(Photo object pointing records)

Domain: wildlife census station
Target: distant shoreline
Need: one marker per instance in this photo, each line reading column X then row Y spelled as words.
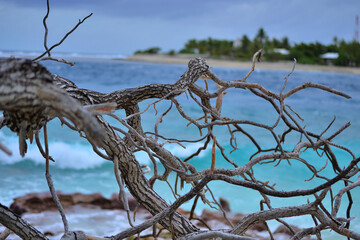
column 283, row 65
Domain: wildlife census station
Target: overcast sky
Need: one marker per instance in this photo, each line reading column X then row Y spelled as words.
column 123, row 26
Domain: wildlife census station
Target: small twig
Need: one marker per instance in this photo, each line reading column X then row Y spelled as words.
column 5, row 234
column 62, row 40
column 5, row 149
column 122, row 193
column 51, row 184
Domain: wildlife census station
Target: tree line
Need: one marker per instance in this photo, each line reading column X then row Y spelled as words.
column 348, row 53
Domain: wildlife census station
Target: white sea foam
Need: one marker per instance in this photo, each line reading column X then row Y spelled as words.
column 78, row 155
column 66, row 155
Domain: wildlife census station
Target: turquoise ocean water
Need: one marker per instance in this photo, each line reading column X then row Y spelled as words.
column 78, row 169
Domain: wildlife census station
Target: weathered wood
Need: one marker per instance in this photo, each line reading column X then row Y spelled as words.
column 29, row 99
column 18, row 225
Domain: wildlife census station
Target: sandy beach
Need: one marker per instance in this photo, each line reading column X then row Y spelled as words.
column 184, row 59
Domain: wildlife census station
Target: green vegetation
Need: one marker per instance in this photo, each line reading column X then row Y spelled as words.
column 343, row 53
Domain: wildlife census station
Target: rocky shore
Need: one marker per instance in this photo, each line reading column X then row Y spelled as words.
column 99, row 216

Set problem »
Please write out all the data again word for word, but not the pictures.

Output »
Domain: wildlife census station
Target: distant shoreline
Need: one marker per instance in this photo, each line reading column X then row Y spelled as words.
column 283, row 65
Domain: wildlife census station
Target: overcast sky
Need: one marker per instance in this photo, each line reading column X then row Y spelled as words.
column 123, row 26
Domain: wildlife census station
Target: small twig
Need: one marker per instance in this photo, each line reading column X then row Y spelled as words.
column 5, row 234
column 62, row 40
column 5, row 149
column 122, row 193
column 51, row 184
Domain: wildlife census station
Target: tree line
Need: one marker per instance in this photo, each line reading column X then row Y spelled as words.
column 348, row 53
Domain: wildlife census station
Target: white sea foam
Need: one marker per instance in this photo, each line reading column X then row Y spelled as words.
column 78, row 155
column 66, row 155
Domain: wildlife census station
Target: turquoise ocean water
Need: one marker per instance in this photo, each line reading column X then row Y spelled as words.
column 78, row 169
Domain: wildlife census station
Target: weathered wood
Need: one marker per instance in this photo, each line reading column X then row Y spelled as words.
column 29, row 99
column 18, row 225
Domain: wildlife census station
Target: sandy beach
Need: one marker per instance in this photo, each line reading column X then row Y spelled as words.
column 184, row 59
Domain: wildlife census station
Target: green vegetation
Need: one marker per instance in this photo, each line reading column X then row Y spelled as words.
column 343, row 53
Domain: wildlife census station
Target: rocky shore
Need: one marker per instance in this photo, each line reading column X then row Y spelled as words.
column 99, row 216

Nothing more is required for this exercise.